Where a line in the listing below holds the word "stone", count that line; give the total alone.

◆ **SUPPLIED MATERIAL**:
···

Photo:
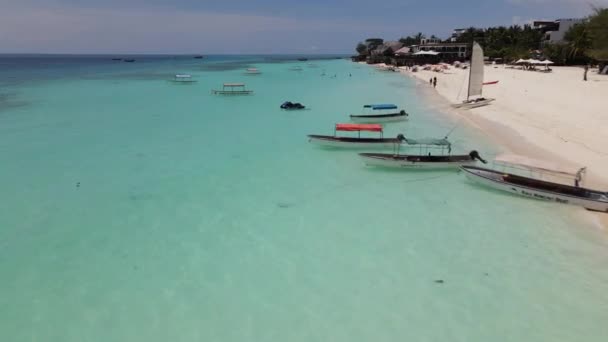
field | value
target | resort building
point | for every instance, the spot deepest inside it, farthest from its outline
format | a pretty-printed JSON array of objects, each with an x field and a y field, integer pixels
[
  {"x": 447, "y": 50},
  {"x": 554, "y": 31}
]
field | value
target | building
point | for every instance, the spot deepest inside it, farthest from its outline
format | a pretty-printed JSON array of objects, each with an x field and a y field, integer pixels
[
  {"x": 554, "y": 31},
  {"x": 452, "y": 51},
  {"x": 456, "y": 34}
]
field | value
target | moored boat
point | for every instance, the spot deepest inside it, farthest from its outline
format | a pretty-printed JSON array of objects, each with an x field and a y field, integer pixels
[
  {"x": 535, "y": 187},
  {"x": 475, "y": 86},
  {"x": 356, "y": 142},
  {"x": 233, "y": 89},
  {"x": 183, "y": 79},
  {"x": 384, "y": 114},
  {"x": 423, "y": 160}
]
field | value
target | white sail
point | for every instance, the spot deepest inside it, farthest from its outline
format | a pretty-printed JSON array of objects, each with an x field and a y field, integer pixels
[{"x": 476, "y": 72}]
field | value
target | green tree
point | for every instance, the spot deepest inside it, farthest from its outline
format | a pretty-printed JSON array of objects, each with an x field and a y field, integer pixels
[{"x": 598, "y": 31}]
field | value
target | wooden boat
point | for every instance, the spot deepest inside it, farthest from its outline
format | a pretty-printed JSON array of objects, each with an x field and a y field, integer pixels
[
  {"x": 475, "y": 87},
  {"x": 356, "y": 142},
  {"x": 233, "y": 89},
  {"x": 537, "y": 188},
  {"x": 252, "y": 71},
  {"x": 383, "y": 117},
  {"x": 183, "y": 79},
  {"x": 423, "y": 160}
]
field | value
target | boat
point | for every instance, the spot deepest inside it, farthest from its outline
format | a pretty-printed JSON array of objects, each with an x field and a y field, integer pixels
[
  {"x": 252, "y": 71},
  {"x": 233, "y": 89},
  {"x": 532, "y": 185},
  {"x": 356, "y": 142},
  {"x": 474, "y": 91},
  {"x": 423, "y": 160},
  {"x": 183, "y": 78},
  {"x": 382, "y": 116},
  {"x": 288, "y": 105}
]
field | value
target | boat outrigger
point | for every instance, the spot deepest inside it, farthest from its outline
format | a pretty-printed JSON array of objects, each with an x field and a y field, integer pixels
[
  {"x": 423, "y": 160},
  {"x": 233, "y": 89},
  {"x": 534, "y": 186},
  {"x": 357, "y": 142},
  {"x": 383, "y": 116},
  {"x": 475, "y": 88},
  {"x": 183, "y": 78}
]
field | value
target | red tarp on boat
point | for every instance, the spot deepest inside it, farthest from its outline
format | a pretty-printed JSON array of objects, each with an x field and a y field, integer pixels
[{"x": 359, "y": 127}]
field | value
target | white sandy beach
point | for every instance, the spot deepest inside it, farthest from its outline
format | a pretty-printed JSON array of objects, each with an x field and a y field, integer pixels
[{"x": 555, "y": 116}]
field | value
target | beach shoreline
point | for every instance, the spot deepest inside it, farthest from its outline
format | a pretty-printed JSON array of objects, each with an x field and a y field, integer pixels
[{"x": 563, "y": 139}]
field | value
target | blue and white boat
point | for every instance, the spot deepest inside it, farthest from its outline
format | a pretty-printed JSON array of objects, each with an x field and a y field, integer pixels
[{"x": 380, "y": 113}]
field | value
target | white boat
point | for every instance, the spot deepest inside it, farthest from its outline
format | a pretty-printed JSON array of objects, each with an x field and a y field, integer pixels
[
  {"x": 424, "y": 159},
  {"x": 537, "y": 188},
  {"x": 356, "y": 142},
  {"x": 252, "y": 71},
  {"x": 183, "y": 78},
  {"x": 475, "y": 87},
  {"x": 383, "y": 116},
  {"x": 233, "y": 89}
]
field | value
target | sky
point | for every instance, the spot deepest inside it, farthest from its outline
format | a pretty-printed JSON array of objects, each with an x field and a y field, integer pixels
[{"x": 251, "y": 26}]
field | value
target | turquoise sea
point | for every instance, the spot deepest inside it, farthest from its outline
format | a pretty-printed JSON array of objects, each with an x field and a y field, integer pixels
[{"x": 135, "y": 209}]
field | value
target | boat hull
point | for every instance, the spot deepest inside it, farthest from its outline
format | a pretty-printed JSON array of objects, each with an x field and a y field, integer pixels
[
  {"x": 354, "y": 143},
  {"x": 416, "y": 162},
  {"x": 471, "y": 105},
  {"x": 495, "y": 180},
  {"x": 378, "y": 118}
]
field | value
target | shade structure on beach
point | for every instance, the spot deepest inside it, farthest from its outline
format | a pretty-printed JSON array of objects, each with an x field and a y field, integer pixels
[
  {"x": 426, "y": 53},
  {"x": 359, "y": 127},
  {"x": 535, "y": 164}
]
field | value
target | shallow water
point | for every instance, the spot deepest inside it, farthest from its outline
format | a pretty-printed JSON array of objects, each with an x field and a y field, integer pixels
[{"x": 135, "y": 209}]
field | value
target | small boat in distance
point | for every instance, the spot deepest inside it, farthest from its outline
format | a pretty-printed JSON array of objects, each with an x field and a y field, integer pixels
[
  {"x": 233, "y": 89},
  {"x": 252, "y": 71},
  {"x": 183, "y": 78},
  {"x": 288, "y": 105},
  {"x": 475, "y": 88},
  {"x": 534, "y": 186},
  {"x": 424, "y": 159},
  {"x": 356, "y": 142},
  {"x": 382, "y": 116}
]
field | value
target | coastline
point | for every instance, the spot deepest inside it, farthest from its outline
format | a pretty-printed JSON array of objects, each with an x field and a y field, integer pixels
[{"x": 548, "y": 130}]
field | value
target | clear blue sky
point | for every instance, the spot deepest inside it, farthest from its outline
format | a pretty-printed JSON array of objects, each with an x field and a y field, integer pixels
[{"x": 250, "y": 26}]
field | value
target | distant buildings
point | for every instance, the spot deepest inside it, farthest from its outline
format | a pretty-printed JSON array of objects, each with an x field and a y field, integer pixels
[
  {"x": 456, "y": 34},
  {"x": 554, "y": 31}
]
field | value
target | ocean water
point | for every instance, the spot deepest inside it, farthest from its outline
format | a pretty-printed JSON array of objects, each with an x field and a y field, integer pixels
[{"x": 135, "y": 209}]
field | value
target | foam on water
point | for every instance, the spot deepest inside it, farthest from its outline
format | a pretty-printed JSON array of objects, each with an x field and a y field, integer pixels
[{"x": 135, "y": 209}]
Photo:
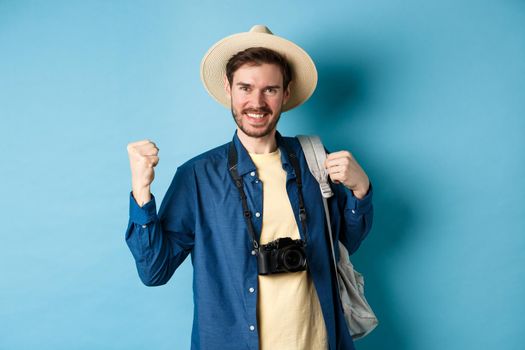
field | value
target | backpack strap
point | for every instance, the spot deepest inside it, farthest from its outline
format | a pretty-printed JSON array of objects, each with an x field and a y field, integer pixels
[{"x": 315, "y": 155}]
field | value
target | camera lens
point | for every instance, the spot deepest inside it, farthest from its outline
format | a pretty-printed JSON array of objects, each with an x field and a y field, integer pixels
[{"x": 292, "y": 259}]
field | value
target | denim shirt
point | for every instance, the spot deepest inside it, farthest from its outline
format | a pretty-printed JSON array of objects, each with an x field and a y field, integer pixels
[{"x": 201, "y": 214}]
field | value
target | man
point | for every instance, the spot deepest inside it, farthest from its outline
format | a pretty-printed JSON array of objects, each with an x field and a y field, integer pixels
[{"x": 234, "y": 206}]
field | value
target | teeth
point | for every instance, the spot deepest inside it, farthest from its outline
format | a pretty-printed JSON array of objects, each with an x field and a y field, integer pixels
[{"x": 253, "y": 115}]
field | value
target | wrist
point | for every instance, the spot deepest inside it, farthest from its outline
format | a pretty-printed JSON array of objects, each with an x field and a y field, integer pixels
[{"x": 142, "y": 195}]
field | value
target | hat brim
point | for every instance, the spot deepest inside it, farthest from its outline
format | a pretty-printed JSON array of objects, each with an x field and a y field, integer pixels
[{"x": 213, "y": 65}]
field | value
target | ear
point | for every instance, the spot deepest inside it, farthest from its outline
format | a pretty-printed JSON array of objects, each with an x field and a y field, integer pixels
[{"x": 227, "y": 87}]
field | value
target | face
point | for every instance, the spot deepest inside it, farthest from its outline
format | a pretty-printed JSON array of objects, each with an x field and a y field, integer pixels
[{"x": 257, "y": 97}]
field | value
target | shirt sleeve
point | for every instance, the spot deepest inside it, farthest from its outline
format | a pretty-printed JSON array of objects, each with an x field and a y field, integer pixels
[
  {"x": 160, "y": 242},
  {"x": 357, "y": 217}
]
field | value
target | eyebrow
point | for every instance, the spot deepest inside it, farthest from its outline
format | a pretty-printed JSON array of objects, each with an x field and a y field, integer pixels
[{"x": 266, "y": 87}]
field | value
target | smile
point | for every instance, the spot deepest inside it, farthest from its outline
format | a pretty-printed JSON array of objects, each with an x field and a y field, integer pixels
[{"x": 256, "y": 115}]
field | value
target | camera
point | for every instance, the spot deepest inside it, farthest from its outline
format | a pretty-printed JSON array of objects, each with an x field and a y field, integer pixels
[{"x": 282, "y": 255}]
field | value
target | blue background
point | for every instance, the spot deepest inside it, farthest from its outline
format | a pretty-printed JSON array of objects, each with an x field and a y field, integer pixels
[{"x": 428, "y": 95}]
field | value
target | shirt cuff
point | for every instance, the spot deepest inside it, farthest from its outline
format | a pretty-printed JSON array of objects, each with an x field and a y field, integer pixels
[
  {"x": 142, "y": 215},
  {"x": 359, "y": 206}
]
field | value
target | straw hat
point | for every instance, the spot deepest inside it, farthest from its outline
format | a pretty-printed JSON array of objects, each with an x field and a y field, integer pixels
[{"x": 213, "y": 65}]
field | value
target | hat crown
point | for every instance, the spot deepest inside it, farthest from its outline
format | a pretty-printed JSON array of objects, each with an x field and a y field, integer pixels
[{"x": 259, "y": 28}]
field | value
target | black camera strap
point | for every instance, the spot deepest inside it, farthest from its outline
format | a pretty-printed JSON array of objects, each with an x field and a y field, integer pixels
[{"x": 232, "y": 166}]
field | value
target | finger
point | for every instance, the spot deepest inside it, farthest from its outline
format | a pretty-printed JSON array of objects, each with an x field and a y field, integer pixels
[
  {"x": 339, "y": 154},
  {"x": 148, "y": 149}
]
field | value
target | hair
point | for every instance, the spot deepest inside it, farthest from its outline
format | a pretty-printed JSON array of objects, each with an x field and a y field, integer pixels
[{"x": 257, "y": 56}]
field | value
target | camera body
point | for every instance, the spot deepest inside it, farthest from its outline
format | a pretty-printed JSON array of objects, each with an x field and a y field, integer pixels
[{"x": 282, "y": 255}]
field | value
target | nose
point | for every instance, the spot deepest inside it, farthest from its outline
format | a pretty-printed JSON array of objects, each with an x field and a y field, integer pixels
[{"x": 258, "y": 99}]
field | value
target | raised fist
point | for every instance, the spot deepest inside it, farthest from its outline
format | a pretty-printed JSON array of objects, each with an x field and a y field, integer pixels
[{"x": 143, "y": 157}]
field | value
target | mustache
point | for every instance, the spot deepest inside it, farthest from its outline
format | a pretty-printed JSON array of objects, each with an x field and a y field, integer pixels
[{"x": 258, "y": 111}]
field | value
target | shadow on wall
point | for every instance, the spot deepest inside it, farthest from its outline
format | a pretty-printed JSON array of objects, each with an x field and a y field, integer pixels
[{"x": 343, "y": 93}]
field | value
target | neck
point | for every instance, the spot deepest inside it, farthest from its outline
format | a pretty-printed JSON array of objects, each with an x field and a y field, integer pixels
[{"x": 258, "y": 145}]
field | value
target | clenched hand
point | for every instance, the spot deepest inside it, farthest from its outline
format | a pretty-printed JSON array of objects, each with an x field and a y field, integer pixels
[{"x": 343, "y": 168}]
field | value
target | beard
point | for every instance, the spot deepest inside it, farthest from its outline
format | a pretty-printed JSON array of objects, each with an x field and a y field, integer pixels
[{"x": 259, "y": 132}]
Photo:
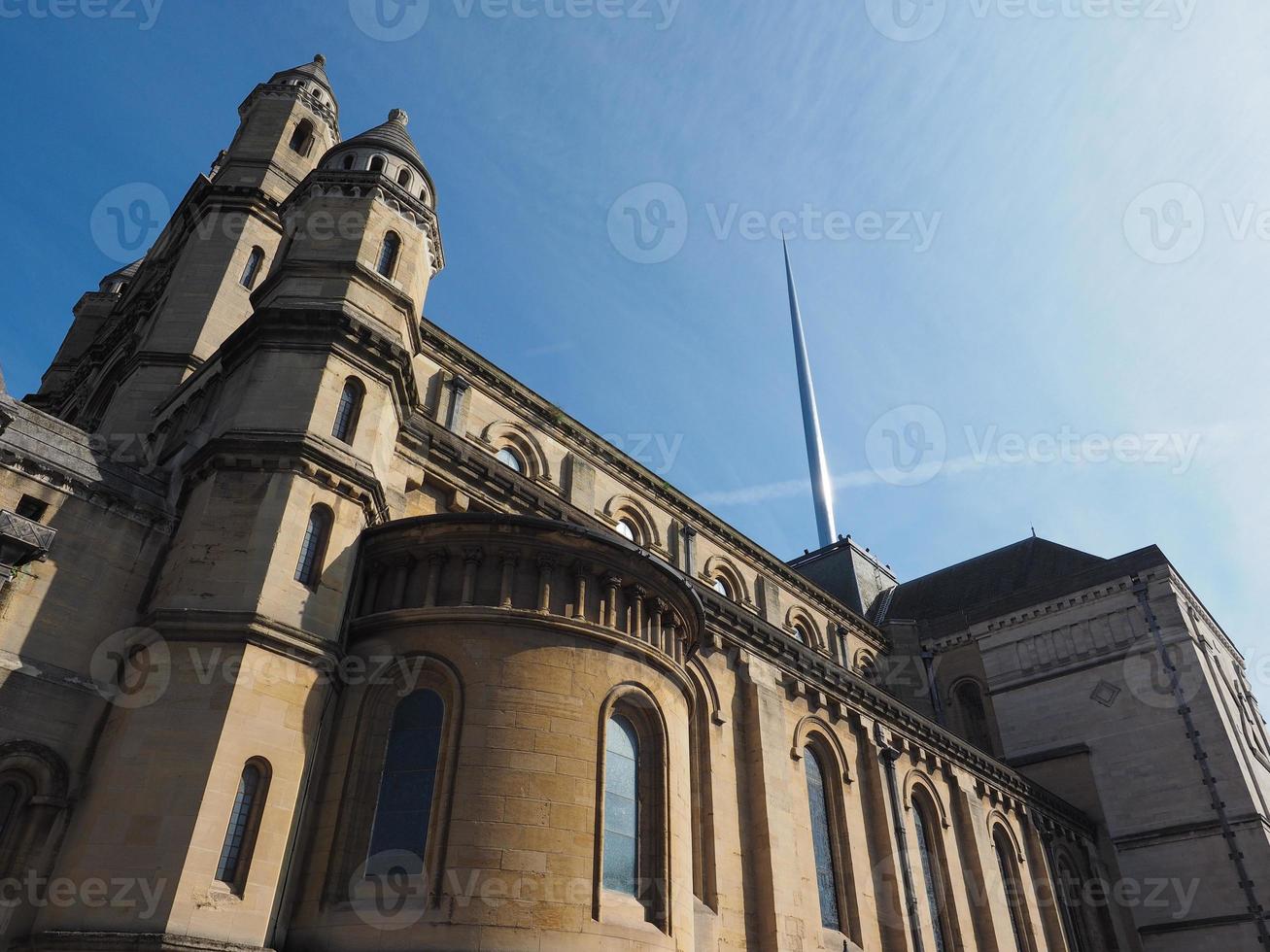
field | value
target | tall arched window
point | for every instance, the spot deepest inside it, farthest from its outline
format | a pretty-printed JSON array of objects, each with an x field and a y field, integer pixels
[
  {"x": 975, "y": 715},
  {"x": 9, "y": 795},
  {"x": 932, "y": 872},
  {"x": 1013, "y": 889},
  {"x": 244, "y": 825},
  {"x": 252, "y": 270},
  {"x": 302, "y": 139},
  {"x": 348, "y": 412},
  {"x": 822, "y": 841},
  {"x": 1070, "y": 890},
  {"x": 702, "y": 786},
  {"x": 389, "y": 254},
  {"x": 621, "y": 807},
  {"x": 313, "y": 551},
  {"x": 399, "y": 836}
]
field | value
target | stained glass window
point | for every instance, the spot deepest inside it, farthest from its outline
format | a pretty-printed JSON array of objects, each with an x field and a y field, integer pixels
[
  {"x": 236, "y": 835},
  {"x": 822, "y": 839},
  {"x": 932, "y": 885},
  {"x": 314, "y": 547},
  {"x": 8, "y": 806},
  {"x": 1013, "y": 897},
  {"x": 621, "y": 807},
  {"x": 350, "y": 409},
  {"x": 400, "y": 834},
  {"x": 388, "y": 254}
]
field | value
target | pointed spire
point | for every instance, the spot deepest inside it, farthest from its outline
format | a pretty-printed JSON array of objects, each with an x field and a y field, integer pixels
[{"x": 822, "y": 485}]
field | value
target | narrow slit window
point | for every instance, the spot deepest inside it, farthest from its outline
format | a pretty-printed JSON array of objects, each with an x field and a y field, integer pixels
[
  {"x": 399, "y": 836},
  {"x": 350, "y": 410},
  {"x": 302, "y": 139},
  {"x": 822, "y": 841},
  {"x": 313, "y": 551},
  {"x": 243, "y": 828},
  {"x": 1013, "y": 890},
  {"x": 9, "y": 795},
  {"x": 389, "y": 253},
  {"x": 934, "y": 876},
  {"x": 621, "y": 807},
  {"x": 252, "y": 270}
]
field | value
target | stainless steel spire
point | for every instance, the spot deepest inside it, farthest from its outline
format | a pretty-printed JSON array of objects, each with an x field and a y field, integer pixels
[{"x": 822, "y": 485}]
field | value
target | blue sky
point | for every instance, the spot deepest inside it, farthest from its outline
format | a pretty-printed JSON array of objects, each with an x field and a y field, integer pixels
[{"x": 1035, "y": 223}]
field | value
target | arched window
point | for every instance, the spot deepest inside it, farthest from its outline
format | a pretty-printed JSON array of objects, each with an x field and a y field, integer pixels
[
  {"x": 621, "y": 807},
  {"x": 932, "y": 872},
  {"x": 302, "y": 139},
  {"x": 389, "y": 254},
  {"x": 822, "y": 840},
  {"x": 1070, "y": 890},
  {"x": 243, "y": 828},
  {"x": 1013, "y": 889},
  {"x": 399, "y": 836},
  {"x": 313, "y": 551},
  {"x": 252, "y": 270},
  {"x": 975, "y": 715},
  {"x": 702, "y": 786},
  {"x": 9, "y": 796},
  {"x": 348, "y": 412},
  {"x": 507, "y": 456}
]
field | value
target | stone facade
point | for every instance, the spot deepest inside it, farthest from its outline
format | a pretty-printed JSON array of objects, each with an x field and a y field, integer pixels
[{"x": 322, "y": 632}]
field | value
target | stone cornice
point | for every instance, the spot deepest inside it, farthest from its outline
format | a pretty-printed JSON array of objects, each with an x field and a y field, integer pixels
[
  {"x": 577, "y": 437},
  {"x": 301, "y": 454}
]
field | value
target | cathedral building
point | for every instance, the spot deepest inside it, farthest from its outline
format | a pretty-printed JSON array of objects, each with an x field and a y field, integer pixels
[{"x": 319, "y": 631}]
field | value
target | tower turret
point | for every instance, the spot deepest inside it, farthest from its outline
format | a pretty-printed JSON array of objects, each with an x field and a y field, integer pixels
[{"x": 288, "y": 124}]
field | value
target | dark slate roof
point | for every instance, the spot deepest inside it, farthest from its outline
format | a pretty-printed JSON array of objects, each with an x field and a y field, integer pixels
[
  {"x": 314, "y": 70},
  {"x": 128, "y": 270},
  {"x": 988, "y": 578},
  {"x": 390, "y": 136}
]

···

◆ **EXERCISE OUTPUT**: 2